- _DATA FOR PROCESSING_
┄┄┄┄┄┄┄┄┄┄┄┄┄┄┄┄┄┄┄┄

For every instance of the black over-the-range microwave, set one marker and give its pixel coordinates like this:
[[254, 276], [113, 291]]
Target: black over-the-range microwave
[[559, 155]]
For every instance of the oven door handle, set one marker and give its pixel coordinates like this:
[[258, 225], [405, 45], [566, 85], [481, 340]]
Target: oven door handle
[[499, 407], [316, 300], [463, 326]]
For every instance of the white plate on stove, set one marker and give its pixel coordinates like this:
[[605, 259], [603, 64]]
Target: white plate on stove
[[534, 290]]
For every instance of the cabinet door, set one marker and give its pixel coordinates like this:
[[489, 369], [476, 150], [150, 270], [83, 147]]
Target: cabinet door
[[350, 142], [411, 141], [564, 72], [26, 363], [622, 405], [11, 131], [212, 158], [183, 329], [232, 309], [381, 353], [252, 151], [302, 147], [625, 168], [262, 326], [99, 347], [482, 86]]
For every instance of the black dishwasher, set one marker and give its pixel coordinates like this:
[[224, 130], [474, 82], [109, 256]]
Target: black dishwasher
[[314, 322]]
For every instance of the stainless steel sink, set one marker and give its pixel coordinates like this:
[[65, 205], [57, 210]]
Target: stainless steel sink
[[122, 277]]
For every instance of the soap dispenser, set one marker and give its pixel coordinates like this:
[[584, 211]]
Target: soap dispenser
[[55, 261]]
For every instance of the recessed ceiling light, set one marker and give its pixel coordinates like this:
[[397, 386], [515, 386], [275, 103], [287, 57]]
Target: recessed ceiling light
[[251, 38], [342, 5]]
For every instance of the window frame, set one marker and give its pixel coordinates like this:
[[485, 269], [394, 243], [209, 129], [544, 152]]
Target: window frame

┄┄┄┄┄┄┄┄┄┄┄┄┄┄┄┄┄┄┄┄

Edit the records above so that each occurrence of "set one marker" becomes "place one point". Keep all other text unchanged.

For every instance of the black over-the-range microwave, place one point and give its pixel coordinates like this:
[[254, 276], [113, 291]]
Target: black over-the-range microwave
[[559, 155]]
For every instance of the oven door handle, place one point and give its pixel coordinates like this:
[[258, 225], [405, 45], [566, 85], [481, 340]]
Target: oven door handle
[[499, 407], [316, 300], [463, 326]]
For every instance of the white plate on stove, place one point and give its pixel coordinates like this:
[[605, 259], [603, 64]]
Target: white plate on stove
[[534, 290]]
For every instance of the cabinet door, place one point and give its pixel coordinates like this:
[[489, 369], [476, 150], [150, 270], [83, 147]]
Target: cabinet door
[[350, 142], [411, 141], [564, 72], [26, 363], [622, 405], [11, 131], [212, 158], [183, 329], [232, 309], [381, 353], [252, 151], [302, 147], [625, 168], [262, 326], [99, 347], [482, 86]]
For every instance of the black dishwasher, place one point and give its pixel coordinates like this:
[[224, 130], [474, 82], [109, 256]]
Target: black dishwasher
[[314, 322]]
For every instance of the stainless steel sink, place one point and give its pixel coordinates like this:
[[65, 205], [57, 210]]
Target: stainless steel sink
[[122, 277]]
For every instance of the soap dispenser, place one point and give its pixel coordinates like this:
[[584, 211]]
Target: soap dispenser
[[55, 261]]
For every instance of the recessed ceiling light, place one point and give its pixel coordinates like this:
[[397, 386], [515, 386], [275, 103], [287, 57]]
Target: recessed ceiling light
[[251, 38], [342, 5]]
For every instance of the window frame, place one point and give its pixel coordinates like this:
[[485, 269], [394, 243], [209, 129], [544, 152]]
Target: window frame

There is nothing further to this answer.